** Opening Selected passage block **

Staying on top of student challenges

At the most effective schools for students with disabilities, educators use the school-wide systems and tools to communicate with each other about student needs. They use the same data-tracking tools and assessments to document the patterns and trends of each student, not just those with disabilities. The most successful schools use multiple data points to track progress all year long and adjust instruction. At KIPP Raíces, regardless of whether a student has an IEP, the school has a structure called “Student Support Team” (SST) designed to ensure students get the help they need. Grade-level managers review data regularly and flag those students who seem to be struggling either academically or behaviorally, so that an SST — made up of administrators, teachers, and parents, and the special education lead (if the student has an IEP) can be created. That team meets to determine the best next steps, then monitors progress together in an SST meeting every few weeks until things improve.

** Closing Selected passage block **

→ Exercise details: Translate this sentence from the passage on student challenges into Spanish: "The most successful schools use multiple data points to track progress all year long and adjust instruction."

** Opening Source information block **

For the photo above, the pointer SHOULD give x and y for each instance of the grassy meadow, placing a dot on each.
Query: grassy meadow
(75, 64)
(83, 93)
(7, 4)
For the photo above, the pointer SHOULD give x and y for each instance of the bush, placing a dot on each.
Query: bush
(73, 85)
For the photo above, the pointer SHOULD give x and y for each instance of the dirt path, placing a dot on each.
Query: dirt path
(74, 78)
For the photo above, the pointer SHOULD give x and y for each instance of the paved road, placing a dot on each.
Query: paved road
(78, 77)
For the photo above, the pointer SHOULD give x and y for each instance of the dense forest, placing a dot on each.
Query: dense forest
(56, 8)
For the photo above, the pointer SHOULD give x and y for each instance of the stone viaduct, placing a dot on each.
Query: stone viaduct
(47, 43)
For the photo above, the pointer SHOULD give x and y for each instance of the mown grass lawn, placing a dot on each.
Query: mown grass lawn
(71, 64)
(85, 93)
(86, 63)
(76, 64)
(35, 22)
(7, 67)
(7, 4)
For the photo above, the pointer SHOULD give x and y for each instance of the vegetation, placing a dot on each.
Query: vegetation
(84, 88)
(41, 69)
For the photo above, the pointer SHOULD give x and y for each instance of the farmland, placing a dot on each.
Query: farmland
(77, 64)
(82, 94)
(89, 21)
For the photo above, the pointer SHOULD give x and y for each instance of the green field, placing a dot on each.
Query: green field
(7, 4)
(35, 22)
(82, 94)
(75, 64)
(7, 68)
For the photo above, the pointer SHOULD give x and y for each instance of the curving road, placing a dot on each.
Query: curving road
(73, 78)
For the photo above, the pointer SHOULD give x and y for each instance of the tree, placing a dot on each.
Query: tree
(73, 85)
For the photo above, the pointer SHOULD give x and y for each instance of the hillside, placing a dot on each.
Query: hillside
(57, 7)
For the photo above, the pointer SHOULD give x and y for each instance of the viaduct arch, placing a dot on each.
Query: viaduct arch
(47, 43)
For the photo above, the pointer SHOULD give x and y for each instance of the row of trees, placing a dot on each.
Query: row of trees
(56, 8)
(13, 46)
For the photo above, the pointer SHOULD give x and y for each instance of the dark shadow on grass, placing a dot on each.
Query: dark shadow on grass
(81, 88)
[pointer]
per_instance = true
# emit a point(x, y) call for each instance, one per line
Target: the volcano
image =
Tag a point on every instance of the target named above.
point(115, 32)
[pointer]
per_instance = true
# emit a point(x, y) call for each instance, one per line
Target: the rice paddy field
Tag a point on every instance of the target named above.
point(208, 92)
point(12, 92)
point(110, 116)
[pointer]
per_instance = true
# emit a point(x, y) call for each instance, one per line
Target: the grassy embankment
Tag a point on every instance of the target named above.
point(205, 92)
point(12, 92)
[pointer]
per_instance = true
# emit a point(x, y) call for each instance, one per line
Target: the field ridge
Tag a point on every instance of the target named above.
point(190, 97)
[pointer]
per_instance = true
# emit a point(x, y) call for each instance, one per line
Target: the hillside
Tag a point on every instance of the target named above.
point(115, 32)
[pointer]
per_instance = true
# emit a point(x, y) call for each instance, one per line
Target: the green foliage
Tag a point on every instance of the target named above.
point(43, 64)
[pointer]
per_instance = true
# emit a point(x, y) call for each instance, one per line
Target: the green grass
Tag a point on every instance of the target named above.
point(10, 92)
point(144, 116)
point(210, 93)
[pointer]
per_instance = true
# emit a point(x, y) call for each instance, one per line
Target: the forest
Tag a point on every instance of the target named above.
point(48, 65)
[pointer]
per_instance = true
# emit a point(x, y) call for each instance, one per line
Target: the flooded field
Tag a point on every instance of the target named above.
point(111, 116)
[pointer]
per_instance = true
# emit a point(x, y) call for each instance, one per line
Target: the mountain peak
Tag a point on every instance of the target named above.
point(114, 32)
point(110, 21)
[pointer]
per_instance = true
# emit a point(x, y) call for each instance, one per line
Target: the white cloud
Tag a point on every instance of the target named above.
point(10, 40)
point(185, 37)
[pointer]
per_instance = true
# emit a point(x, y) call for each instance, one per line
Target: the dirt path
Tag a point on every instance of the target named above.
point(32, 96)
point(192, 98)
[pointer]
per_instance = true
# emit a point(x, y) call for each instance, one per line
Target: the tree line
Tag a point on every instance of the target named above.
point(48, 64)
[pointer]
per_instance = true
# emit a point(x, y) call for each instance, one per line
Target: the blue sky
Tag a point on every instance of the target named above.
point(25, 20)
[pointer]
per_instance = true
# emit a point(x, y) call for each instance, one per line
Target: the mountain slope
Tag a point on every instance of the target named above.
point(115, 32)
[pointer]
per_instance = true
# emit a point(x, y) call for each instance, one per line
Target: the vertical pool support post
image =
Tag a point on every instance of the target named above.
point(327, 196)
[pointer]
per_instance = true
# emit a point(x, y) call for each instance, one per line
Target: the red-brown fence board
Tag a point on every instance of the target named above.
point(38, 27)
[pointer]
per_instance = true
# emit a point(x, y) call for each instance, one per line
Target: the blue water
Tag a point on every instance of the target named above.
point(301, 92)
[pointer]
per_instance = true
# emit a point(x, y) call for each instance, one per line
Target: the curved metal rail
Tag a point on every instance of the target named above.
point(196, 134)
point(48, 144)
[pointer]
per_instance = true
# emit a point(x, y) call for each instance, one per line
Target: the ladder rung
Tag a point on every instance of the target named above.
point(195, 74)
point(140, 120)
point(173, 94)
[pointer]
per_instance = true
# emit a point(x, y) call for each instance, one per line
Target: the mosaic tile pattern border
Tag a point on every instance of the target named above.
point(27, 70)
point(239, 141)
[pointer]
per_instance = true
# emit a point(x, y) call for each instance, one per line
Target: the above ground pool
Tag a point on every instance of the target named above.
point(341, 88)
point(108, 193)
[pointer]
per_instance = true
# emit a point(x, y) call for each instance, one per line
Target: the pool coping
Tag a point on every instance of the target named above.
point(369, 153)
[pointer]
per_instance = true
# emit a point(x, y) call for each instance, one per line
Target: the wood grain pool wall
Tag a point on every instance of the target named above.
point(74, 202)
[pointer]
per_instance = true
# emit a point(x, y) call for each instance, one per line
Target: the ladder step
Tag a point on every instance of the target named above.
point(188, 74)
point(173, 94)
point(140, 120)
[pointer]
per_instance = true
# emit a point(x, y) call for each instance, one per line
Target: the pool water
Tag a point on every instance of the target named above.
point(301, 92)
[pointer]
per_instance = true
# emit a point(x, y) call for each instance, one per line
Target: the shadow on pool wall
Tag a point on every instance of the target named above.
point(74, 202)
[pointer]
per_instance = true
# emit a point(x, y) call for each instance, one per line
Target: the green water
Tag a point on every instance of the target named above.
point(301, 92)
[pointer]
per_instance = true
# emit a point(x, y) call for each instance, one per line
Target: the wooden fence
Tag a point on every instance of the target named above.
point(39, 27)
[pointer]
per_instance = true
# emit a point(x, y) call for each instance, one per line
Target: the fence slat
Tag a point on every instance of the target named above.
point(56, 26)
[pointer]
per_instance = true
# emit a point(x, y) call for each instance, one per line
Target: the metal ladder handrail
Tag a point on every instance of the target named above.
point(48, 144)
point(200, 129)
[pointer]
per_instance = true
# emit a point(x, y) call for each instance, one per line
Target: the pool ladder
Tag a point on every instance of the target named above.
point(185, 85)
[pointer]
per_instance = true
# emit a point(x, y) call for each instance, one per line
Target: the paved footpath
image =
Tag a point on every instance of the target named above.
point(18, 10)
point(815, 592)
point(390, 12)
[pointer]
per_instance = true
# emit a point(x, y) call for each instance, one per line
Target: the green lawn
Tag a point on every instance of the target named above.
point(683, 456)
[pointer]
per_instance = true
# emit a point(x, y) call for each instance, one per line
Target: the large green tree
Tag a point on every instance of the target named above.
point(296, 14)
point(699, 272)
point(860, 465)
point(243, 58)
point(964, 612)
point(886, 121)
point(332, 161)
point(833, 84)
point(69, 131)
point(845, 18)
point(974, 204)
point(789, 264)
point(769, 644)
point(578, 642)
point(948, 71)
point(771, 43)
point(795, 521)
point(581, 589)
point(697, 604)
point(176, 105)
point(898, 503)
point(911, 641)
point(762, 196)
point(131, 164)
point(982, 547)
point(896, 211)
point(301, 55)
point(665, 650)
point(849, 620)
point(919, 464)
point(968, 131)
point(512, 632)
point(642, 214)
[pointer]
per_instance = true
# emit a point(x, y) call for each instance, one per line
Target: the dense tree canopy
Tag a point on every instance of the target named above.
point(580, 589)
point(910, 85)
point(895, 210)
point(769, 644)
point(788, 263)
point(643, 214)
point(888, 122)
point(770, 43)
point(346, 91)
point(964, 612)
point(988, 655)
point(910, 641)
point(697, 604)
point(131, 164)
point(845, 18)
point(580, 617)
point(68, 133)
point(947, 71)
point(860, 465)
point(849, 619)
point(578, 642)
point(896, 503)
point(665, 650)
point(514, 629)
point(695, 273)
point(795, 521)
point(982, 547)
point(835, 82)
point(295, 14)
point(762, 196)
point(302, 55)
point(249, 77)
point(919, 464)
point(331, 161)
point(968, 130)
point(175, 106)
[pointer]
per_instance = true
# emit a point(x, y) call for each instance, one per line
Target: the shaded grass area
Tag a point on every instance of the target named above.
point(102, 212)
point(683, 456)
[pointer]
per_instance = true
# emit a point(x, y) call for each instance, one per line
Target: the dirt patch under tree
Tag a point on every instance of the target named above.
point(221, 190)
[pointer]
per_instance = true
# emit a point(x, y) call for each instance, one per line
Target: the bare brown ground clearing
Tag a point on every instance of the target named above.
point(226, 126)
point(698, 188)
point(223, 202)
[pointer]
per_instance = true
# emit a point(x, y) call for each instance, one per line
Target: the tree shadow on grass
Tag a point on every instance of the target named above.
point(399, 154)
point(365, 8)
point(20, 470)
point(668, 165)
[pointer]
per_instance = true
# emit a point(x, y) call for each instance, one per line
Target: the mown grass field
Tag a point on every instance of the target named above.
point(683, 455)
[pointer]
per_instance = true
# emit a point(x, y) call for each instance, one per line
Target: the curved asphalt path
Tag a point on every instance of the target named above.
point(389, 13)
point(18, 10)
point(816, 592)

** Closing Source information block **

→ Solution for this exercise: Las escuelas más exitosas utilizan múltiples puntos de datos para seguir el progreso durante todo el año y ajustar la enseñanza.